Tally the lines in the entries below that contain the word "pink", and give only that number.

begin MATERIAL FOR THIS EXERCISE

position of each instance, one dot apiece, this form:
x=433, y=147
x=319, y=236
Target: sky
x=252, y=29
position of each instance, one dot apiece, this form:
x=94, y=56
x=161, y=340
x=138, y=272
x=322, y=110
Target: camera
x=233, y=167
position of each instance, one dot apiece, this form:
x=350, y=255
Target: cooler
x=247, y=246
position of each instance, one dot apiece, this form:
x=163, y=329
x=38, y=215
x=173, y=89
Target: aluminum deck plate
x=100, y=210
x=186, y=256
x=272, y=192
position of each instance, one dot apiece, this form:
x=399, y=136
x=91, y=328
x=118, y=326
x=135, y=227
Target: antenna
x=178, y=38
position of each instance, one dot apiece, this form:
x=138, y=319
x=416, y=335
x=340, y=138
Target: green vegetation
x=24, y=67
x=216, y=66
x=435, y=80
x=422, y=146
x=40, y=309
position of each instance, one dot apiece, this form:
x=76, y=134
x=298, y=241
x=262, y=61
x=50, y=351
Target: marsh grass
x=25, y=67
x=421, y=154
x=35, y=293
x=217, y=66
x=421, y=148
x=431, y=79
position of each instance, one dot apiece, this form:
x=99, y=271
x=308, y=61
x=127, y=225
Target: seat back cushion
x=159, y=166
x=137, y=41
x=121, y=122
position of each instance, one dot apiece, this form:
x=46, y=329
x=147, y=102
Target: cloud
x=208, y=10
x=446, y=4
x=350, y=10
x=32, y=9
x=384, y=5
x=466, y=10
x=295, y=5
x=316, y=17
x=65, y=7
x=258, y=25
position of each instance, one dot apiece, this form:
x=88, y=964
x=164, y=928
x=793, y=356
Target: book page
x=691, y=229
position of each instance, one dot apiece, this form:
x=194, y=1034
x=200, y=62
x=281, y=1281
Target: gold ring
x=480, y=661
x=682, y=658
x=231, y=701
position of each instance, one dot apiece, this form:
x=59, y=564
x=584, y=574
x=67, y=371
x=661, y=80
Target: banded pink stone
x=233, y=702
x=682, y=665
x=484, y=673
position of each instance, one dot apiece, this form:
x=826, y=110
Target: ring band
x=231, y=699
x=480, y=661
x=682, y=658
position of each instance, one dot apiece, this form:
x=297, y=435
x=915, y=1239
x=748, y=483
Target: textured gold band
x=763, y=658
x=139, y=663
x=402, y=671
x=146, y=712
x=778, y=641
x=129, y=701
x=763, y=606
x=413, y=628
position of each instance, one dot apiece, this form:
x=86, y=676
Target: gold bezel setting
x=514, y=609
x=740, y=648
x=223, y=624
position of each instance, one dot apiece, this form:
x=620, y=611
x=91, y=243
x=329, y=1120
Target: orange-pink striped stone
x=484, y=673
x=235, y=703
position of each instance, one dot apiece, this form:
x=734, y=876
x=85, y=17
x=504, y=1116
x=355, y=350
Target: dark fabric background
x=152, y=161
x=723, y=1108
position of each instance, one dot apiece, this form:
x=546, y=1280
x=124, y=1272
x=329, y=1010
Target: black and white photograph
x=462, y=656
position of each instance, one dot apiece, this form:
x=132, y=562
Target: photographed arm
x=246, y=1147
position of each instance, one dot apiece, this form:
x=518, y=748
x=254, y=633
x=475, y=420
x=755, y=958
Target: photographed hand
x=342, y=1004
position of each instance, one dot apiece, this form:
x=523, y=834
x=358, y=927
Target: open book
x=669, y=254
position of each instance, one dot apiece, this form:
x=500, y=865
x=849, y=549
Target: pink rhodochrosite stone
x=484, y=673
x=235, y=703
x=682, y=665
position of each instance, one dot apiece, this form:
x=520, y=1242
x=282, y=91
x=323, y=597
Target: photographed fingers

end MATERIAL FOR THIS EXERCISE

* RESULT OF THIS EXERCISE
3